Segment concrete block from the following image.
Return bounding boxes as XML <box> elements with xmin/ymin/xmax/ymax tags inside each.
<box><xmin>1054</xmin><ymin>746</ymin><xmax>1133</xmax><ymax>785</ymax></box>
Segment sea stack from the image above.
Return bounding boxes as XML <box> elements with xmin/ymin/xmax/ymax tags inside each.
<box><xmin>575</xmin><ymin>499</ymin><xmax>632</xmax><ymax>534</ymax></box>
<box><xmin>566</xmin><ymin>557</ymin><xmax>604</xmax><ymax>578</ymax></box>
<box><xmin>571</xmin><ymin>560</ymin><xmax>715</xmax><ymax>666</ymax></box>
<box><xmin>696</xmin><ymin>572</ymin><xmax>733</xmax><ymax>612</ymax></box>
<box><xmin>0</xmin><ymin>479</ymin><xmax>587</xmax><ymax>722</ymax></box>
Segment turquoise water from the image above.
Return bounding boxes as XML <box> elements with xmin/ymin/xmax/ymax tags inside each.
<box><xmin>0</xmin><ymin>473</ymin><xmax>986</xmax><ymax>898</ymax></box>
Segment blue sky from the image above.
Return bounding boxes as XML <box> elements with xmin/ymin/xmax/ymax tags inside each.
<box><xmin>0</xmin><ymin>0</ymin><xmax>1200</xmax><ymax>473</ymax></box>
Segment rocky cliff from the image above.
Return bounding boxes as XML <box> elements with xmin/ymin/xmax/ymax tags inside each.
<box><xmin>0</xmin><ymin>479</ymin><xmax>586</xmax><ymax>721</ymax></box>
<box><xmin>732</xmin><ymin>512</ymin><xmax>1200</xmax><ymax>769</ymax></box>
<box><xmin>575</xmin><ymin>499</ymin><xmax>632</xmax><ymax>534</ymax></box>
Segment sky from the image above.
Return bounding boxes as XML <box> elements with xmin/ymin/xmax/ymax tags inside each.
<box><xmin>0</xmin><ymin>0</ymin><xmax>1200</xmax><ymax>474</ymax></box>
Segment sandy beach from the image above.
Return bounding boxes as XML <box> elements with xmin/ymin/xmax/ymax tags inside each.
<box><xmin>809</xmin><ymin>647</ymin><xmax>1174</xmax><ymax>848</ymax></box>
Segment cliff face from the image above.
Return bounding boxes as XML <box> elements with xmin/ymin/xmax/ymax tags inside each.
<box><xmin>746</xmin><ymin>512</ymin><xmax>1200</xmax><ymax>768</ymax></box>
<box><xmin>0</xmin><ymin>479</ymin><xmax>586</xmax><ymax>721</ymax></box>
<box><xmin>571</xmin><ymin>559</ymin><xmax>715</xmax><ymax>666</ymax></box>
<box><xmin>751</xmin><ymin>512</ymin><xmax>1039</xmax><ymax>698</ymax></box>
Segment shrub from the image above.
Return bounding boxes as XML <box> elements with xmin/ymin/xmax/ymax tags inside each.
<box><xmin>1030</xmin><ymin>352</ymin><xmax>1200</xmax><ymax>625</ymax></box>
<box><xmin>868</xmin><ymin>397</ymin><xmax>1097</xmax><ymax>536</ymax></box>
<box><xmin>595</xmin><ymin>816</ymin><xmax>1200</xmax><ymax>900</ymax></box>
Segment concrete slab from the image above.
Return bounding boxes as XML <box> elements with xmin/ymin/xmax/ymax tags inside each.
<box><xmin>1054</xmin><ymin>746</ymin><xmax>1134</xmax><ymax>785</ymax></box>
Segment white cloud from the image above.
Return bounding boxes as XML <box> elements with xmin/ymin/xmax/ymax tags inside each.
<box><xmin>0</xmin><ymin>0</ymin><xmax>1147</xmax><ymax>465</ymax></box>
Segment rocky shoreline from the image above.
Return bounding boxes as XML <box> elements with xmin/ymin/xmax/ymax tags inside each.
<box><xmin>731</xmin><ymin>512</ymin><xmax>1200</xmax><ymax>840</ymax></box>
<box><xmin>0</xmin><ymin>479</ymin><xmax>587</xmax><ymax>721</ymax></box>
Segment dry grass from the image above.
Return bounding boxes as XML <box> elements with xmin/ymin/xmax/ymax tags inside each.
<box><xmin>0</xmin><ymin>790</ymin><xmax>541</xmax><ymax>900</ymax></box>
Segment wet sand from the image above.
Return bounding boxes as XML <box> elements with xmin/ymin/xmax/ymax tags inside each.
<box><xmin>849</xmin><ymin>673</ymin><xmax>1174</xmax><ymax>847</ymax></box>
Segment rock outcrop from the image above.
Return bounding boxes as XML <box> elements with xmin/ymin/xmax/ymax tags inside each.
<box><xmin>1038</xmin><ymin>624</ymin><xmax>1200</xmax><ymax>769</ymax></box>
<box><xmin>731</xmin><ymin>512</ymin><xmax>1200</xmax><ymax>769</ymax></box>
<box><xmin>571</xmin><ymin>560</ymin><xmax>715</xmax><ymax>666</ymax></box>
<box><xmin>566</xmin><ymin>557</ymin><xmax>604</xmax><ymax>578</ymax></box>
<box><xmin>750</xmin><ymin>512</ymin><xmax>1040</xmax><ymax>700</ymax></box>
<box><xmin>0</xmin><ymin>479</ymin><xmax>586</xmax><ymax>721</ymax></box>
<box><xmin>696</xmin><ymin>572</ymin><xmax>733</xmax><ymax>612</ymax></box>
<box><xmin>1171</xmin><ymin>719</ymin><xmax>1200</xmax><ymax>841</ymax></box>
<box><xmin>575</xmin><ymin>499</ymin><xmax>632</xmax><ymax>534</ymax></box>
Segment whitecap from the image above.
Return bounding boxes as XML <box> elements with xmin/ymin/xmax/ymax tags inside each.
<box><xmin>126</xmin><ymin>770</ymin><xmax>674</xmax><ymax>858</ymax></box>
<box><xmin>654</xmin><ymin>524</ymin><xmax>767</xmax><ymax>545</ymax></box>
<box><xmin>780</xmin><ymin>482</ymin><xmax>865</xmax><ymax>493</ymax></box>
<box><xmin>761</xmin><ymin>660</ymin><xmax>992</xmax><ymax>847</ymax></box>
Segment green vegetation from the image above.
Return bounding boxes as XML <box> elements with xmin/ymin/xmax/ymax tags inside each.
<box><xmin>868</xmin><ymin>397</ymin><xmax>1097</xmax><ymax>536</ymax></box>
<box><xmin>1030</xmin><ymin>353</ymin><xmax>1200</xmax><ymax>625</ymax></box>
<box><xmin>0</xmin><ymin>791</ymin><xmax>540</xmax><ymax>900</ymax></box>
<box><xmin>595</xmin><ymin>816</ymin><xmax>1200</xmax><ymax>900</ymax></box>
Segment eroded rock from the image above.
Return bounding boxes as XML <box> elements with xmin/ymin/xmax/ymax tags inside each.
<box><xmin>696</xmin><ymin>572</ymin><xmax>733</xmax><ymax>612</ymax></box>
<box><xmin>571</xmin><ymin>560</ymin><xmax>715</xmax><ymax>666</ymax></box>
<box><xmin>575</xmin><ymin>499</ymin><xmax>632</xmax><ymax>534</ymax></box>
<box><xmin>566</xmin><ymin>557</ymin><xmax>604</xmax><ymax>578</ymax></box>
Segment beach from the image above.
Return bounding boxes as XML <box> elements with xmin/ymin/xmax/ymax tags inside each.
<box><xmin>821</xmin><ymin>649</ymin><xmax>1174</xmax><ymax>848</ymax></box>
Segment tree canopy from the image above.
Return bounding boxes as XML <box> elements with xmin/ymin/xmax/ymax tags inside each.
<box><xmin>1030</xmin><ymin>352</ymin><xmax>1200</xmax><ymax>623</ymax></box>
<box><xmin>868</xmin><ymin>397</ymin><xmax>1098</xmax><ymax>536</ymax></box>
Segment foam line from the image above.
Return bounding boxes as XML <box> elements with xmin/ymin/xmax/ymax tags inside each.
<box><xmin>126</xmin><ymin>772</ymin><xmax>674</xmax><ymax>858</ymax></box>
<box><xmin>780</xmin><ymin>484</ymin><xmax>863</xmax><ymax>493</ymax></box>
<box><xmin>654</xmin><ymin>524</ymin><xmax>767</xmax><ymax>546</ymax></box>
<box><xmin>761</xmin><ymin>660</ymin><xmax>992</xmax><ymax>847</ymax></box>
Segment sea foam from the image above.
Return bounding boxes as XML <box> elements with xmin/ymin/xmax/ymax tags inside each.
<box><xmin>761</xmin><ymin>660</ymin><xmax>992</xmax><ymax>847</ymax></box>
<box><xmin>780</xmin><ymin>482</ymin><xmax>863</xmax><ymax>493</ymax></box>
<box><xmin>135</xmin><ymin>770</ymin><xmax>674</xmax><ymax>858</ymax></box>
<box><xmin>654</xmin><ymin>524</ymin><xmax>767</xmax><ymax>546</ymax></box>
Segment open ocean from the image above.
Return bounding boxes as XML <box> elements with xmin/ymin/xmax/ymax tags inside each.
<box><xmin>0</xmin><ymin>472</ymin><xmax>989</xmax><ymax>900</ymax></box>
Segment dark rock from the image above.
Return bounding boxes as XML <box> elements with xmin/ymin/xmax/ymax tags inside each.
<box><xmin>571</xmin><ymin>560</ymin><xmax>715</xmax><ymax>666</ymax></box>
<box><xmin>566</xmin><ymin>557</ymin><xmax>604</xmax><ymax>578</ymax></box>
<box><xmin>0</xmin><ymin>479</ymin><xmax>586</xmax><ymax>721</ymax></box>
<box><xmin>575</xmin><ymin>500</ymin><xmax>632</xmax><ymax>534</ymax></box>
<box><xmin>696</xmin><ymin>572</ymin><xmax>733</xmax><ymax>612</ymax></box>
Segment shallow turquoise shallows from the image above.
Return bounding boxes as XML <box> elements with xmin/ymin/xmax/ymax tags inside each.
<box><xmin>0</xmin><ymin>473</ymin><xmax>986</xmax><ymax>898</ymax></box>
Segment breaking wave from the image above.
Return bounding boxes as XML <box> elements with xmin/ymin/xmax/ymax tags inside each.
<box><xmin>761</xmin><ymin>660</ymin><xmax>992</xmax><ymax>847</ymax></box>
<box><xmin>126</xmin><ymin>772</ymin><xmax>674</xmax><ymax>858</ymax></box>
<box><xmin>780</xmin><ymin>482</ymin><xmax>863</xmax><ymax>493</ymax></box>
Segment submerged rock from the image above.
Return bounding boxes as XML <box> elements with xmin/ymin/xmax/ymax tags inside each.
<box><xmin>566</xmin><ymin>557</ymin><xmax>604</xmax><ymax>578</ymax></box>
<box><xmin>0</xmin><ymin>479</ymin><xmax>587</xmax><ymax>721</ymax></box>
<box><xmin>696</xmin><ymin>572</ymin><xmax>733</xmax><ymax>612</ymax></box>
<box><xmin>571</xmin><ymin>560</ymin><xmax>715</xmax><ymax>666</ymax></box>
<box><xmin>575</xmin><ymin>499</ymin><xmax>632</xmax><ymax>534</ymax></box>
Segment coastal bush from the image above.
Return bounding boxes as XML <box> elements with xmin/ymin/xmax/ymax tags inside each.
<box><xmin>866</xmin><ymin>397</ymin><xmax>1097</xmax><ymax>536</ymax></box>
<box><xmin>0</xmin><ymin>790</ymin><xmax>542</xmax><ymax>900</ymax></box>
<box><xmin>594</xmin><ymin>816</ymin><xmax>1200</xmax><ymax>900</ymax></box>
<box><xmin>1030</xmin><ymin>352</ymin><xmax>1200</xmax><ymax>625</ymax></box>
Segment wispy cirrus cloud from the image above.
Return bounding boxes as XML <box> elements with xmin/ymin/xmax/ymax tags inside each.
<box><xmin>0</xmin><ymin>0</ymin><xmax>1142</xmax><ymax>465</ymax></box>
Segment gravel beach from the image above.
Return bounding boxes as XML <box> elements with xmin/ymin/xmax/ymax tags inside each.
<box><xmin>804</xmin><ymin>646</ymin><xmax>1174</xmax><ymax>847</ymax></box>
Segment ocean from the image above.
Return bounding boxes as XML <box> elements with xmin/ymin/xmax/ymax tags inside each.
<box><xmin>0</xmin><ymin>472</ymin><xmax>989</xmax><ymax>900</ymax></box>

========================================

◆ **Problem**: Count the lines in the rows above that contain the string "beach", treating uppercase and lowercase as different, and give only the number.

◆ **Finished answer**: 3